■ **TASK INSTRUCTIONS**
1. Which three points of interest does the text on Downing Street's plans for 2015 name?
2. From the text on Downing Street's plans for 2015, duplicate the stretch from "All this suggests" through "point of view.".

■ **TEXT**

All this suggests that Downing Street would definitely have preferred to win outright in 2010 - a view it puts with some force. But it is not prepared to concede that governing with the Liberal Democrats has no advantages, arguing that tackling the deficit, or putting pension reform in place, or reforming care for older people requires cross-party consent to work, and that coalition brings pluses with it from that point of view.
- Cameron's inner circle is beginning to turn its mind to the run-up to 2015. Should the Coalition go all the way to the April of that year? Should it break up earlier, as I and others would prefer? My sense is that Number 10 would prefer to go all the way, but that it is prepared to consider other possibilities - for example, encouraging backbenchers to open up "clear blue water" in the Commons over welfare, immigration, crime and the ECHR. There are three points of interest. On an EU referendum bill, there is a range of options from not publishing one at all through simply publishing one to publishing one - and then introducing it. On tax breaks for marriage, there are signals that the policy will be implemented, perhaps as early as the autumn: "The Prime Minister is the First Lord of the Treasury," I was told - a clear dig at George Osborne's long-standing scepticism about the policy. On aid, I get no sense that Downing Street intends to back off the 0.7% target.
"It's not as though Clare Short is in charge," I was told. In other words, Number 10 believes that the policy is delivering practicable benefits, such as countering the offensive of Al-Shabaab in Somalia. My take is that Number 10 is strongly committed to the policy, which precedes Cameron's leadership. (Lord Ashcroft offers a contrary view on this site this morning.)

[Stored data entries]
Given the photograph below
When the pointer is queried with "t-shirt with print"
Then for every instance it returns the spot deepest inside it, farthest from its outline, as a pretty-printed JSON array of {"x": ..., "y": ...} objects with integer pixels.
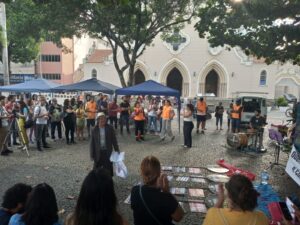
[
  {"x": 161, "y": 204},
  {"x": 125, "y": 105},
  {"x": 4, "y": 217},
  {"x": 4, "y": 122},
  {"x": 17, "y": 220},
  {"x": 40, "y": 110},
  {"x": 91, "y": 109}
]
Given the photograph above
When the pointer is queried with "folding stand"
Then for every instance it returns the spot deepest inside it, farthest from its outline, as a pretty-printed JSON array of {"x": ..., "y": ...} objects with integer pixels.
[{"x": 276, "y": 156}]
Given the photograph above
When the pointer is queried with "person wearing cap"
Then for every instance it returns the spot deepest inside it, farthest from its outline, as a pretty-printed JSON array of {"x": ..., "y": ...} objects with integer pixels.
[{"x": 103, "y": 141}]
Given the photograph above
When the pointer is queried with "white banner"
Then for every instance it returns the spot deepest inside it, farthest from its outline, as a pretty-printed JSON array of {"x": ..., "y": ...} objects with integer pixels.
[{"x": 293, "y": 166}]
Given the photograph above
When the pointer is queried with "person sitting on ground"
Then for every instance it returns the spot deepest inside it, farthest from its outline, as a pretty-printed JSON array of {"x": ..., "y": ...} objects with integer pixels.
[
  {"x": 14, "y": 201},
  {"x": 152, "y": 203},
  {"x": 97, "y": 202},
  {"x": 40, "y": 209},
  {"x": 242, "y": 200}
]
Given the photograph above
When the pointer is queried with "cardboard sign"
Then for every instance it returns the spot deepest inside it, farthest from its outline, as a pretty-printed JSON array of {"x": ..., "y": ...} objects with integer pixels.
[{"x": 293, "y": 166}]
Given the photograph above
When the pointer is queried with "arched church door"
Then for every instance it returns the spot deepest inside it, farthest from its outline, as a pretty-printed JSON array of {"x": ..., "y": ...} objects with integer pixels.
[
  {"x": 212, "y": 83},
  {"x": 139, "y": 77},
  {"x": 174, "y": 80}
]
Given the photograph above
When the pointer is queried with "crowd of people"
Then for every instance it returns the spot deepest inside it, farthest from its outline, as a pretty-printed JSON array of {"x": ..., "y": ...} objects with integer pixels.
[
  {"x": 151, "y": 202},
  {"x": 32, "y": 118}
]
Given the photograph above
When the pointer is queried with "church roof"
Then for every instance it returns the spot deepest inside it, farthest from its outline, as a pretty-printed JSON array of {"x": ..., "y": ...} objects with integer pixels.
[{"x": 99, "y": 55}]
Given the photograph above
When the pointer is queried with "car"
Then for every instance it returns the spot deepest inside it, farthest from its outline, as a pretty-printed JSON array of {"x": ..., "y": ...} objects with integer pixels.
[{"x": 290, "y": 98}]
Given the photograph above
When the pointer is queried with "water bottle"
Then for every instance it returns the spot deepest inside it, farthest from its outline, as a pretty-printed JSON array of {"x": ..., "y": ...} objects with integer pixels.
[{"x": 264, "y": 177}]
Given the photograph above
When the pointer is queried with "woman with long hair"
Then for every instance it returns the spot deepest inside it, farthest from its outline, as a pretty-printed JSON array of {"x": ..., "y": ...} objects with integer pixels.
[
  {"x": 188, "y": 125},
  {"x": 22, "y": 116},
  {"x": 40, "y": 209},
  {"x": 139, "y": 120},
  {"x": 152, "y": 203},
  {"x": 97, "y": 202},
  {"x": 242, "y": 201},
  {"x": 69, "y": 115},
  {"x": 80, "y": 120}
]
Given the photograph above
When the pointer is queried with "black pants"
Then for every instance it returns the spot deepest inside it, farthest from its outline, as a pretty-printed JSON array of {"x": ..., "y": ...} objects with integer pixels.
[
  {"x": 70, "y": 130},
  {"x": 124, "y": 119},
  {"x": 40, "y": 133},
  {"x": 112, "y": 120},
  {"x": 53, "y": 126},
  {"x": 139, "y": 127},
  {"x": 188, "y": 126}
]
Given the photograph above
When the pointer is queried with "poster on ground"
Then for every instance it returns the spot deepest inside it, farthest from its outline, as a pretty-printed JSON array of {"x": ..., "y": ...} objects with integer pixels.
[{"x": 293, "y": 166}]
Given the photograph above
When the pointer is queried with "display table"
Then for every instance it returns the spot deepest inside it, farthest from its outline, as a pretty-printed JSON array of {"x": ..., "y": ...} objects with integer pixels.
[{"x": 267, "y": 195}]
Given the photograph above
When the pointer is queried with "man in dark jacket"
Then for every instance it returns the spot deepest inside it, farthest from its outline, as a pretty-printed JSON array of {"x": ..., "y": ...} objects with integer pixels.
[{"x": 102, "y": 143}]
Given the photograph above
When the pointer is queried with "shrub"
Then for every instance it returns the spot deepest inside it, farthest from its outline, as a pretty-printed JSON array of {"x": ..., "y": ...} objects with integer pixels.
[{"x": 281, "y": 102}]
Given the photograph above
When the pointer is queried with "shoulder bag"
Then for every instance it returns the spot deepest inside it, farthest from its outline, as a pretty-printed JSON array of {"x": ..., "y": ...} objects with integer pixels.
[{"x": 147, "y": 208}]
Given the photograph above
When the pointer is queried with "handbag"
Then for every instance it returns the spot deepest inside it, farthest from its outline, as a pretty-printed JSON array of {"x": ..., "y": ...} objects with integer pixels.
[{"x": 147, "y": 208}]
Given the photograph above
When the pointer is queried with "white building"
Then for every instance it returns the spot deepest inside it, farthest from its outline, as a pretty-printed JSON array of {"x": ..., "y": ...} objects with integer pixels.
[{"x": 193, "y": 67}]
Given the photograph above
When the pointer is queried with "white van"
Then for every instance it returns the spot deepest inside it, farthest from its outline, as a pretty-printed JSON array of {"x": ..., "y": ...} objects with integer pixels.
[{"x": 250, "y": 104}]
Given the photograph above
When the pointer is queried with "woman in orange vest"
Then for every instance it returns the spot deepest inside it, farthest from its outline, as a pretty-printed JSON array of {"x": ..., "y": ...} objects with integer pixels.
[
  {"x": 236, "y": 117},
  {"x": 167, "y": 116},
  {"x": 139, "y": 119},
  {"x": 201, "y": 114}
]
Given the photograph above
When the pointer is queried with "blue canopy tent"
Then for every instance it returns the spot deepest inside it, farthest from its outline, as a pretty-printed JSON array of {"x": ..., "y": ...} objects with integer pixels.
[
  {"x": 88, "y": 85},
  {"x": 151, "y": 87},
  {"x": 35, "y": 85}
]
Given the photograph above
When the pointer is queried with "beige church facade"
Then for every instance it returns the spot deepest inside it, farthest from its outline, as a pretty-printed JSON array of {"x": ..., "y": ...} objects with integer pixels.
[{"x": 189, "y": 64}]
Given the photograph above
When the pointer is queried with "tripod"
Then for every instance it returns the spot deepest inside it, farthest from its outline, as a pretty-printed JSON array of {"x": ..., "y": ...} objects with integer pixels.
[{"x": 21, "y": 136}]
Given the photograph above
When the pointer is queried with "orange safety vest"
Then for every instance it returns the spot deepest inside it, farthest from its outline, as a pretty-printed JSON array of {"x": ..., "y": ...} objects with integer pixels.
[
  {"x": 236, "y": 112},
  {"x": 138, "y": 114},
  {"x": 201, "y": 106}
]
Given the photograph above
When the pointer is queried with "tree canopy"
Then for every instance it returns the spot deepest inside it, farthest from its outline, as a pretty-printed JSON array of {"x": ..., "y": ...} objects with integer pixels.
[
  {"x": 268, "y": 29},
  {"x": 130, "y": 26}
]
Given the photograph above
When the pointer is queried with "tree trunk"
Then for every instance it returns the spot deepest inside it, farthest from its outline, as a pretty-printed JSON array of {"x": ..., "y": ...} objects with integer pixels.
[{"x": 131, "y": 75}]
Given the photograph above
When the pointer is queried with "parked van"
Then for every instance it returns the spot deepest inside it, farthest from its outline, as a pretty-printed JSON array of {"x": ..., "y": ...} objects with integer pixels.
[{"x": 250, "y": 104}]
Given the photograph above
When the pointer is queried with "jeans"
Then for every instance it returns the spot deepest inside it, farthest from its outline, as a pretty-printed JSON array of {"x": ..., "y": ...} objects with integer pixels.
[
  {"x": 89, "y": 123},
  {"x": 152, "y": 119},
  {"x": 166, "y": 129},
  {"x": 219, "y": 119},
  {"x": 139, "y": 128},
  {"x": 112, "y": 120},
  {"x": 40, "y": 132},
  {"x": 188, "y": 126},
  {"x": 55, "y": 124},
  {"x": 124, "y": 119}
]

■ **EXERCISE RESPONSES**
1. An EU referendum bill, tax breaks for marriage, and aid.

2.
All this suggests that Downing Street would definitely have preferred to win outright in 2010 - a view it puts with some force. But it is not prepared to concede that governing with the Liberal Democrats has no advantages, arguing that tackling the deficit, or putting pension reform in place, or reforming care for older people requires cross-party consent to work, and that coalition brings pluses with it from that point of view.